*Extrait du document*:
Quelques mois auparavant, Anthropic avait aussi annoncé qu’elle avait levé 450 millions de dollars en financement de série C auprès de la société d’investissement Spark Capital.
Le pari d’Amazon
L’investissement d’Amazon montre que le fournisseur de cloud mise sur Anthropic à l’instar de ce que Microsoft a fait avec OpenAI, le créateur de ChatGPT, à partir de 2019, selon Nick Patience, analyste chez S&P Global Market Intelligence.
Cependant, la différence est que leur partenariat n’est pas exclusif, ce qui donne à Anthropic la liberté d’utiliser d’autres fournisseurs de cloud.
Nick PatienceAnalyste, S&P Global Market Intelligence
« Il s’agit d’une sorte de pari consistant à obtenir une forme de contrôle sur la manière dont ces modèles de fondations sont construits et déployés », estime Nick Patience.
Selon Jim Hare, analyste chez Gartner, c’est aussi une façon pour Amazon de montrer qu’il n’est pas en retard dans la course à l’IA générative.

*Consigne*:
Recopiez le passage de l'extrait sur l'investissement d'Amazon dans Anthropic, en commençant par « Quelques mois auparavant, Anthropic » et en poursuivant jusqu'à « estime Nick Patience. ». Le listing qui suit provient d'une source distincte de l'extrait.

Enregistrements issus d'un jeu de données:
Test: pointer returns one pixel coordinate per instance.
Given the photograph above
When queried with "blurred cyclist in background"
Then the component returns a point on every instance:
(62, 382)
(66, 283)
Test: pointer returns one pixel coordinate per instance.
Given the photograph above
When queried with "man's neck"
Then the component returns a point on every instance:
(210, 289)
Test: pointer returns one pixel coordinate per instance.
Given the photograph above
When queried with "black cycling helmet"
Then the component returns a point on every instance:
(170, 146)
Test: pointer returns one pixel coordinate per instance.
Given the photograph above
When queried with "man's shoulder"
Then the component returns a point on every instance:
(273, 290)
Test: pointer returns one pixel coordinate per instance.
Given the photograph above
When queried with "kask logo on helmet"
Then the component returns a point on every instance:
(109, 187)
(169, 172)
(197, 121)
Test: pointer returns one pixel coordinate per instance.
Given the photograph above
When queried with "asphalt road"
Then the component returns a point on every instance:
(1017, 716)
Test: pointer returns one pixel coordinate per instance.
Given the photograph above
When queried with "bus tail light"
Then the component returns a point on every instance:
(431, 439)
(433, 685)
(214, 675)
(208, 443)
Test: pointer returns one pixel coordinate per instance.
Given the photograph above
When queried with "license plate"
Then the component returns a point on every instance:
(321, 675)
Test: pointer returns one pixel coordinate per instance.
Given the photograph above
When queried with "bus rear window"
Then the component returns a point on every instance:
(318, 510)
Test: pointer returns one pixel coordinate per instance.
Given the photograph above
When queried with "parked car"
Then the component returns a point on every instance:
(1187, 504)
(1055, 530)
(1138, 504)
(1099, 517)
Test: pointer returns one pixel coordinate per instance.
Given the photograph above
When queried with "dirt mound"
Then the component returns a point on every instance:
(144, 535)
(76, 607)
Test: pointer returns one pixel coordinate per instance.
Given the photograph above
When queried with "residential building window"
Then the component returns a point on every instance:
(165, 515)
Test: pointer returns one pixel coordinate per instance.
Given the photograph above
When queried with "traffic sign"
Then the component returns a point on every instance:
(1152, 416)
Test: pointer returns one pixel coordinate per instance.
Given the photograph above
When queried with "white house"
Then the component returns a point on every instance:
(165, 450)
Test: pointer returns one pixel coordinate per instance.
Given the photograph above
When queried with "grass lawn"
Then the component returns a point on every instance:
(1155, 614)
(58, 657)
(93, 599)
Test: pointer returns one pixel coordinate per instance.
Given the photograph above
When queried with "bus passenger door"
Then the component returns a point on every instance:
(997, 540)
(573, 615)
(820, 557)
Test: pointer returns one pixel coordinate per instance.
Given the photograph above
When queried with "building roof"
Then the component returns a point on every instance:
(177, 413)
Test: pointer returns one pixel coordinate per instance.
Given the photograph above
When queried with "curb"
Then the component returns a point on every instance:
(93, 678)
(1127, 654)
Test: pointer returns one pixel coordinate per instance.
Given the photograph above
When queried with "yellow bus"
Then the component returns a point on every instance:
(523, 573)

...

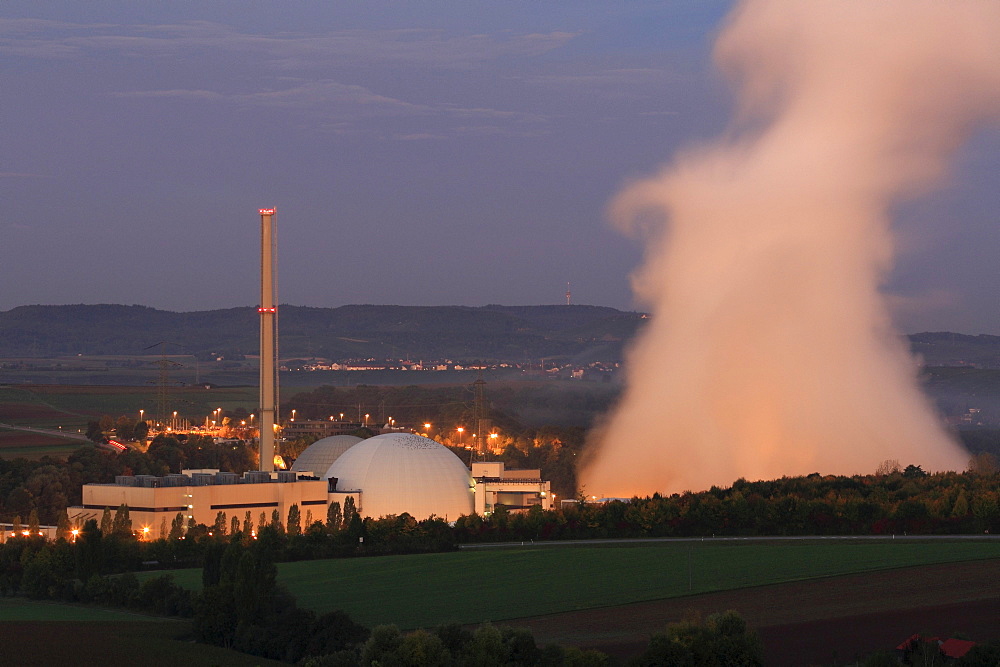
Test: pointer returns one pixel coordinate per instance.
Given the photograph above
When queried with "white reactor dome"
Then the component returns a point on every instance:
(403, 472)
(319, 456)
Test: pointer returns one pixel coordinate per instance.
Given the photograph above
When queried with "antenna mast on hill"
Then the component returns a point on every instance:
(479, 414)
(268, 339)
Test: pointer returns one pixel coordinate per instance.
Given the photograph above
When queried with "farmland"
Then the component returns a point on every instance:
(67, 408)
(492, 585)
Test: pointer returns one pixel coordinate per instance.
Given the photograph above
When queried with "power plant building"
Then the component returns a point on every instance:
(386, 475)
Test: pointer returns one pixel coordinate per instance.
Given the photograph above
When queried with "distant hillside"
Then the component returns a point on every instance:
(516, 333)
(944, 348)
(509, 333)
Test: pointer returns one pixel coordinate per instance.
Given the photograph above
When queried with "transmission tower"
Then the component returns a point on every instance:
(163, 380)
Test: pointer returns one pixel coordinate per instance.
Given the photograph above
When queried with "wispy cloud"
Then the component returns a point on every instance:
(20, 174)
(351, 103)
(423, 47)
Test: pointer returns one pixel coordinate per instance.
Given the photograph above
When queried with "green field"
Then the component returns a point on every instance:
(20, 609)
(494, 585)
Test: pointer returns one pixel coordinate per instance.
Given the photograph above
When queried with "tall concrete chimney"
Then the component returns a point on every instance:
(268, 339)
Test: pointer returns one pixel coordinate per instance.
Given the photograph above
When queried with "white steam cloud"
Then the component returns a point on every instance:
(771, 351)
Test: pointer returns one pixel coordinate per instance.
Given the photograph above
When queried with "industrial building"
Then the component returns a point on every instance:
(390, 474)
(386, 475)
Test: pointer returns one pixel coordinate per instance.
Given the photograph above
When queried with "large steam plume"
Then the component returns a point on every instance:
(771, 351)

==

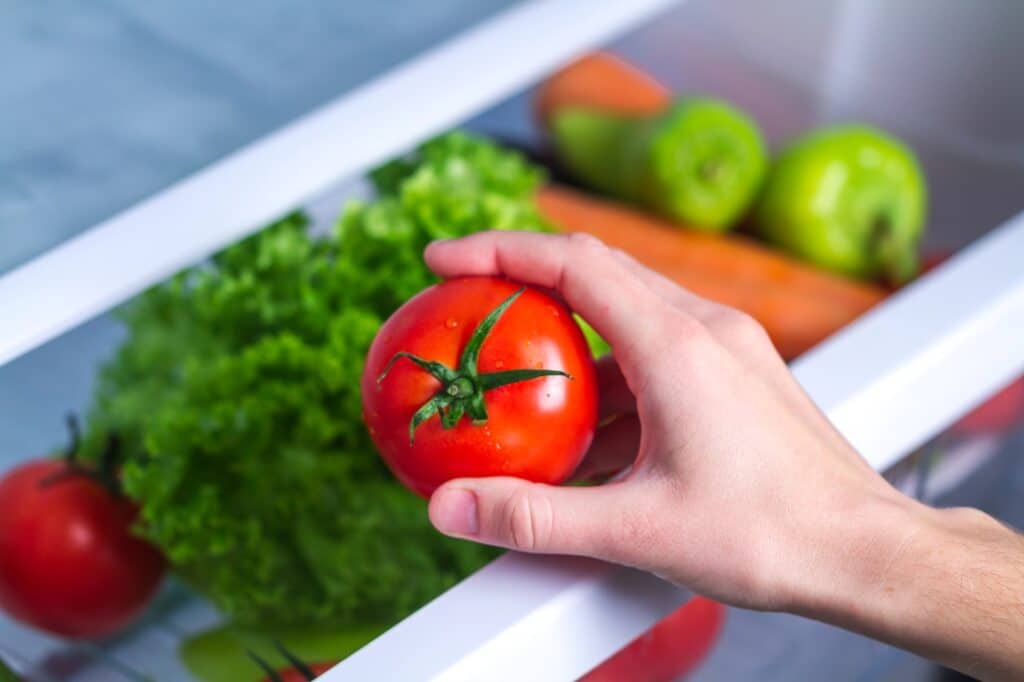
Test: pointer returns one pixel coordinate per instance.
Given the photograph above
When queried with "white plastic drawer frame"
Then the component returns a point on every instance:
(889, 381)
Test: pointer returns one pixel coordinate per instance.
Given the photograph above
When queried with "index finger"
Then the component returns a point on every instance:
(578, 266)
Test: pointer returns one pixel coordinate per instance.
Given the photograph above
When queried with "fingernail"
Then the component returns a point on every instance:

*Corrigé*:
Quelques mois auparavant, Anthropic avait aussi annoncé qu’elle avait levé 450 millions de dollars en financement de série C auprès de la société d’investissement Spark Capital.
Le pari d’Amazon
L’investissement d’Amazon montre que le fournisseur de cloud mise sur Anthropic à l’instar de ce que Microsoft a fait avec OpenAI, le créateur de ChatGPT, à partir de 2019, selon Nick Patience, analyste chez S&P Global Market Intelligence.
Cependant, la différence est que leur partenariat n’est pas exclusif, ce qui donne à Anthropic la liberté d’utiliser d’autres fournisseurs de cloud.
Nick PatienceAnalyste, S&P Global Market Intelligence
« Il s’agit d’une sorte de pari consistant à obtenir une forme de contrôle sur la manière dont ces modèles de fondations sont construits et déployés », estime Nick Patience.